Extract:

Pekka Juhani Pöyry (10 December 1939 in Helsinki – 4 August 1980 in Helsinki) was a Finnish jazz and rock saxophonist and flutist. He was part of the Pekka Pöyry Quartet and Quintet.

Early life 
Pöyry became interested in jazz music at school and began studying the violin and clarinet. He was, however, more taken with playing the alto saxophone, inspired by Charlie Parker. In addition, he played the flute and soprano saxophone.

Data shown:
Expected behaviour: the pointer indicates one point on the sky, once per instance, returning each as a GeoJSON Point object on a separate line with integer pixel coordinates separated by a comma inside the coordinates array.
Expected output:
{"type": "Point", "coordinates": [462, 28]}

Task prompt: Reproduce the stretch of the Pekka Pöyry biography from "Pekka Juhani Pöyry" through "and soprano saxophone.", replacing "clarinet" with "oboe".

Full response:
Pekka Juhani Pöyry (10 December 1939 in Helsinki – 4 August 1980 in Helsinki) was a Finnish jazz and rock saxophonist and flutist. He was part of the Pekka Pöyry Quartet and Quintet.

Early life 
Pöyry became interested in jazz music at school and began studying the violin and oboe. He was, however, more taken with playing the alto saxophone, inspired by Charlie Parker. In addition, he played the flute and soprano saxophone.